(Dataset records)
— Begin —
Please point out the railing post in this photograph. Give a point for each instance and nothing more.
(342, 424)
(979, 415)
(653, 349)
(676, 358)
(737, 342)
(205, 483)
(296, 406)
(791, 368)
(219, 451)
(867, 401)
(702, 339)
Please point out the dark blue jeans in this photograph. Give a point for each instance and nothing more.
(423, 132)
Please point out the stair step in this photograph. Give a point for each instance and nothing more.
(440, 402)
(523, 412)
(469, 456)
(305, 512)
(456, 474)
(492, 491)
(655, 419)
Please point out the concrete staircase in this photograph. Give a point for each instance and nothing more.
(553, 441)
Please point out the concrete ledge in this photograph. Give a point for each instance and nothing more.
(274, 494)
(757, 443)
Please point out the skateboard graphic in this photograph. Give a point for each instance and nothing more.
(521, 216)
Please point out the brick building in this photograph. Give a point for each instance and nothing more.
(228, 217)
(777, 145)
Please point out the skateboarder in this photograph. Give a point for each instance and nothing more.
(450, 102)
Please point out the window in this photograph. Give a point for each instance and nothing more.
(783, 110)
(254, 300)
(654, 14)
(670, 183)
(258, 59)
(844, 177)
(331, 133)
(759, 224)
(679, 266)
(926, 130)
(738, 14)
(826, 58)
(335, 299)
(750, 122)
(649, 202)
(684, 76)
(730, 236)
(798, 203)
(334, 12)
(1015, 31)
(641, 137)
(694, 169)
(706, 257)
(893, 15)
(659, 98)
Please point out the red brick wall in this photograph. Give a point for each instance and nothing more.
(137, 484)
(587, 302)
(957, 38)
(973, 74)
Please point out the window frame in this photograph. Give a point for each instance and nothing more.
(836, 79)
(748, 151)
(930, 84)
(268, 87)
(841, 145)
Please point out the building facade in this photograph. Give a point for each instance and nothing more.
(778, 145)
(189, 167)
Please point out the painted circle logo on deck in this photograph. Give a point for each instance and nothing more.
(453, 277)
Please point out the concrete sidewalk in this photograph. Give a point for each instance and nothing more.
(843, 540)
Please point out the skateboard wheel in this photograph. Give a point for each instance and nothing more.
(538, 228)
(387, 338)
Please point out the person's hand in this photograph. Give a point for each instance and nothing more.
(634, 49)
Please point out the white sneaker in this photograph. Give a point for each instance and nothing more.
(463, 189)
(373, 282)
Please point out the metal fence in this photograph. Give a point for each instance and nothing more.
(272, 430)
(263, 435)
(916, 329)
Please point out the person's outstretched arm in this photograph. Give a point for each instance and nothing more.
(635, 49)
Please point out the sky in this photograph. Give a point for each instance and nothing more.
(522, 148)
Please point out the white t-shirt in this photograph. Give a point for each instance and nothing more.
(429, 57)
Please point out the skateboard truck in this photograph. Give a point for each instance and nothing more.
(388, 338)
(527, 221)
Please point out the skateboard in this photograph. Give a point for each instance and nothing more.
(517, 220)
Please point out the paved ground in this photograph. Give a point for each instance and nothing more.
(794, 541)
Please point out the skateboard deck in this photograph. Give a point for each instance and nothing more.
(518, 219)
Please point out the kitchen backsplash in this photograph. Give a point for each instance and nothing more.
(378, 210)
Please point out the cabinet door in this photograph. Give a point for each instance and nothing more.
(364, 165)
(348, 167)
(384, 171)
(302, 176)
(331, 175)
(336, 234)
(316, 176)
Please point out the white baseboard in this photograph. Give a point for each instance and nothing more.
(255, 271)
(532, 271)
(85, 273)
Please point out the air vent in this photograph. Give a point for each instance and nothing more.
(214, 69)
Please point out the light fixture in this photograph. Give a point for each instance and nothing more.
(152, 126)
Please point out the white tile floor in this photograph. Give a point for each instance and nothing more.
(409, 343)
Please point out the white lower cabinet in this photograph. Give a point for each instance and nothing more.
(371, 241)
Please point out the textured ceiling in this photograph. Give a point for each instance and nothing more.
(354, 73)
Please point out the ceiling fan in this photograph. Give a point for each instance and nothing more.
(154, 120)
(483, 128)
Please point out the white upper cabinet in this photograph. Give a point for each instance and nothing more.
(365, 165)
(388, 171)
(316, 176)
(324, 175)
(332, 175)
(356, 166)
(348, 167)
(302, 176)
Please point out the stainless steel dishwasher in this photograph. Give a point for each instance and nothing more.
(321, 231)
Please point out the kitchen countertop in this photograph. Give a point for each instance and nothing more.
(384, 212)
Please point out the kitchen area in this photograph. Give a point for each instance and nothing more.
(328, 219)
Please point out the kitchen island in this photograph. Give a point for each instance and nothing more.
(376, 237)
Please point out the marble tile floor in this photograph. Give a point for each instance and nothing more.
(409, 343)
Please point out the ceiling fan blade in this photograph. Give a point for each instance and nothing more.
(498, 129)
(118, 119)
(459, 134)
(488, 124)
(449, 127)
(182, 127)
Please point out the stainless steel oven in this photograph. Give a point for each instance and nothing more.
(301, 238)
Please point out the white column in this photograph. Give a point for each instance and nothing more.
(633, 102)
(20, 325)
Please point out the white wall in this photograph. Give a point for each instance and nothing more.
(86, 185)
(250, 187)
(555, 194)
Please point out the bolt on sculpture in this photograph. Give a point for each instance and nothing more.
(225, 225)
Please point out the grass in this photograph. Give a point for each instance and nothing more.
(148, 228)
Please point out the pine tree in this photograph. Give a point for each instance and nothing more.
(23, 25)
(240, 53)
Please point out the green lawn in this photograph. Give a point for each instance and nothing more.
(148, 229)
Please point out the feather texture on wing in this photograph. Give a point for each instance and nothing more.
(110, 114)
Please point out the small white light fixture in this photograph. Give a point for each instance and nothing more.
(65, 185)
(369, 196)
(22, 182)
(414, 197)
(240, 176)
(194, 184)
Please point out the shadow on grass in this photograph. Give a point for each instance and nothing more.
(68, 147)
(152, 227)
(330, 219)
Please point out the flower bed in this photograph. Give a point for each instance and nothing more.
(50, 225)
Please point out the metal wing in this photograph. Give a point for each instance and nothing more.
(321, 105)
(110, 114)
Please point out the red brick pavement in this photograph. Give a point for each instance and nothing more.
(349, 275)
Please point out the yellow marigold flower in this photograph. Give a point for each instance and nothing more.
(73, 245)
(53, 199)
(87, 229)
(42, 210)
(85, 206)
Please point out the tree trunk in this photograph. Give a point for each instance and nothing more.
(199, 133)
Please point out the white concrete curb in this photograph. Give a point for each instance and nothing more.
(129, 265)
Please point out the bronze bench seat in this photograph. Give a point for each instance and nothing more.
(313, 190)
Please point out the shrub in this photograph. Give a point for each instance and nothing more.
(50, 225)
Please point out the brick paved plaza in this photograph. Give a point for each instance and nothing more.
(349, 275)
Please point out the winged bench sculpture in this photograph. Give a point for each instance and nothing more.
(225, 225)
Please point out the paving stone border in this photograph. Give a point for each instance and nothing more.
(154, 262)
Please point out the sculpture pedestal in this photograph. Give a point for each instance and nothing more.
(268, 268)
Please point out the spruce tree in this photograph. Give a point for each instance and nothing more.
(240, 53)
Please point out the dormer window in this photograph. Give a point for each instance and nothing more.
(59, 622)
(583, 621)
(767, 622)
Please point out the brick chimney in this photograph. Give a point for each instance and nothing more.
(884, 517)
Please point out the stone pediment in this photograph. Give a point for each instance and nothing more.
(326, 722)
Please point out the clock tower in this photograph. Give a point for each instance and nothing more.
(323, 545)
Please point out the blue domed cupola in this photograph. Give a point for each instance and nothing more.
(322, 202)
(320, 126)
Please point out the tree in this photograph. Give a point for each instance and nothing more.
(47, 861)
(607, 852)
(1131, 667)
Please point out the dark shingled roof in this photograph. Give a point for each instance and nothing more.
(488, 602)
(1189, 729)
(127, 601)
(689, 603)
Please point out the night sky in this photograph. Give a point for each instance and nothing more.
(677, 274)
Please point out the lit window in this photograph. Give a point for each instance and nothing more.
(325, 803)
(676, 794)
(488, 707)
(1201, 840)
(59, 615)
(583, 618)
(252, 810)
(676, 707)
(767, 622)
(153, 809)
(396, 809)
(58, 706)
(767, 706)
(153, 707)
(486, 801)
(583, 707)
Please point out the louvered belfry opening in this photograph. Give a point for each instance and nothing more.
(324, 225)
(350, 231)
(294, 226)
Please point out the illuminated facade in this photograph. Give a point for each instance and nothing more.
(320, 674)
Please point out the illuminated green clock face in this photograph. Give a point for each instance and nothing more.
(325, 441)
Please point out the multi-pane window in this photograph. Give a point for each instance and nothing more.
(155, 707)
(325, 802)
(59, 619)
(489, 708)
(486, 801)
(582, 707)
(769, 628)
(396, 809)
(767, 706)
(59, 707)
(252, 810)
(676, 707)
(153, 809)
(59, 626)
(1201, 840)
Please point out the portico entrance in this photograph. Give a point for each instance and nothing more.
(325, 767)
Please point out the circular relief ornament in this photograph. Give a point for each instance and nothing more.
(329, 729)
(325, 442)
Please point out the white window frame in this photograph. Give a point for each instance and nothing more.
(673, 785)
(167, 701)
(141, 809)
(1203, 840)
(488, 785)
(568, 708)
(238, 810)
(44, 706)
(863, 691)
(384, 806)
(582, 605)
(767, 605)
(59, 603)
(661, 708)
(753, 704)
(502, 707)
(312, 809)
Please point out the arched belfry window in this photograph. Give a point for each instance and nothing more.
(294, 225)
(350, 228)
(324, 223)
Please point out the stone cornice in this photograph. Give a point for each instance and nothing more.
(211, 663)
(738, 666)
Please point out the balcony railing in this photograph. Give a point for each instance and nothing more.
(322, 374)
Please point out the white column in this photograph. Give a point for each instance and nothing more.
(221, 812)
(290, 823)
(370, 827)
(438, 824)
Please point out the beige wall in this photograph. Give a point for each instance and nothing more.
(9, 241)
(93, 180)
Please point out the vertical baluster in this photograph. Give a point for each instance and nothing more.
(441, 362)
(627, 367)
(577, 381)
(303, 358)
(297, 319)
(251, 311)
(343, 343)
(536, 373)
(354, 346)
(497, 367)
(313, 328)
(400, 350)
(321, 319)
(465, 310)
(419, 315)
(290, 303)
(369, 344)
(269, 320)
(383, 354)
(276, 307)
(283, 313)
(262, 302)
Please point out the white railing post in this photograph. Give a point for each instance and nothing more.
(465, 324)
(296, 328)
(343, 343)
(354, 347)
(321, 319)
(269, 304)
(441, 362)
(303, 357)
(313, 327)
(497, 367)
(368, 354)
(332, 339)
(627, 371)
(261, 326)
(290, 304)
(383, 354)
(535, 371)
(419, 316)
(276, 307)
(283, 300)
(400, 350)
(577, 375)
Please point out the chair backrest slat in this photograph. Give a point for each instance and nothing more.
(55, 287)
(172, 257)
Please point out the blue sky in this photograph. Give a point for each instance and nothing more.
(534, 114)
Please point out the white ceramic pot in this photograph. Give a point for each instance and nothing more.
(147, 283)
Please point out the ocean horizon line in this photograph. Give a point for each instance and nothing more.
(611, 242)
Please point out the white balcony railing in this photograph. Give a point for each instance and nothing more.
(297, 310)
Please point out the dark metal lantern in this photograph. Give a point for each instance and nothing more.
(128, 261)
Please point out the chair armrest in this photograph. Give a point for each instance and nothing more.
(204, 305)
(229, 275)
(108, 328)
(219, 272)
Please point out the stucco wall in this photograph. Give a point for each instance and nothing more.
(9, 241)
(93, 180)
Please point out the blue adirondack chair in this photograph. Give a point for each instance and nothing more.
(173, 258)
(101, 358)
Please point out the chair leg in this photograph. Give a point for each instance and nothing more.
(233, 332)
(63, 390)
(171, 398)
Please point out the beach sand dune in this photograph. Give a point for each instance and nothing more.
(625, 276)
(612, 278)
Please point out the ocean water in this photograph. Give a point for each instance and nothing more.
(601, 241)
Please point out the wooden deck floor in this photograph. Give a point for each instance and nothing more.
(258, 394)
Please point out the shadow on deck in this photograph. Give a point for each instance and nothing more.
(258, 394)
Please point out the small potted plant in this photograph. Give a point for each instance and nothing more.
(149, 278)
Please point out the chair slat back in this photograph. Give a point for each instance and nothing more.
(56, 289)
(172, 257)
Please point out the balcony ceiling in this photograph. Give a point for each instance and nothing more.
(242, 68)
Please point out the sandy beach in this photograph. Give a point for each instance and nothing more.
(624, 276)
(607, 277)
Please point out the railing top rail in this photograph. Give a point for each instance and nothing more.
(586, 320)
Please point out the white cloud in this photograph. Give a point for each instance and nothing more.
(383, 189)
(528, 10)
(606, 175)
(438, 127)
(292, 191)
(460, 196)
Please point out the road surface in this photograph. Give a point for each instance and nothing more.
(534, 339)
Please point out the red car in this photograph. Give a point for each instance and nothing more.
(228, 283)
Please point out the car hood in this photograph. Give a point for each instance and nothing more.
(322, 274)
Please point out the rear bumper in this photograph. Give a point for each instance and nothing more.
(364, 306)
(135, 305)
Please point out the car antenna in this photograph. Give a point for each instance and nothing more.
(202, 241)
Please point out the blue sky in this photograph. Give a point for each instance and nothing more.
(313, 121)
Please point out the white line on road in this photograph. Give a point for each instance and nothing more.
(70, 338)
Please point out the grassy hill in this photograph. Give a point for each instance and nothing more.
— End —
Transcribe only the trailing portion of the entries above: the line that contains "Please point out the chair slat" and each line after it.

Please point out the chair slat back in this photograph. Give a point for each instance and nothing more.
(56, 289)
(172, 257)
Please point out the balcony ceiling in this photograph. Give a point for each instance and nothing more.
(242, 68)
Please point out the sandy beach in this photograph. Give a point for each instance and nothing more.
(624, 276)
(607, 277)
Please point out the railing top rail in this photograph. Give a point for each instance and nothing more.
(586, 320)
Please point out the white cloud in this photograph. Give a point for each instance and nothing more.
(383, 189)
(528, 10)
(606, 175)
(438, 127)
(292, 191)
(460, 196)
Please point out the road surface in this photograph. Give a point for each instance and nothing more.
(534, 339)
Please point out the red car in this photograph. Give a point for each instance and nothing more.
(228, 283)
Please point out the car hood in this photograph. Give a point for each instance and nothing more.
(322, 274)
Please point out the rear bumper in this photograph. Give a point for each instance and nothing more.
(364, 306)
(135, 305)
Please point out the car antenna in this photograph. Give a point for each instance and nothing more.
(202, 241)
Please point out the blue sky in this photograph. Give a point for each instance and nothing more.
(313, 121)
Please point out the white line on road in this photograph. Give a point for each instance and nothing more.
(70, 338)
Please point out the grassy hill in this photograph. Give a point for each instance and nothing more.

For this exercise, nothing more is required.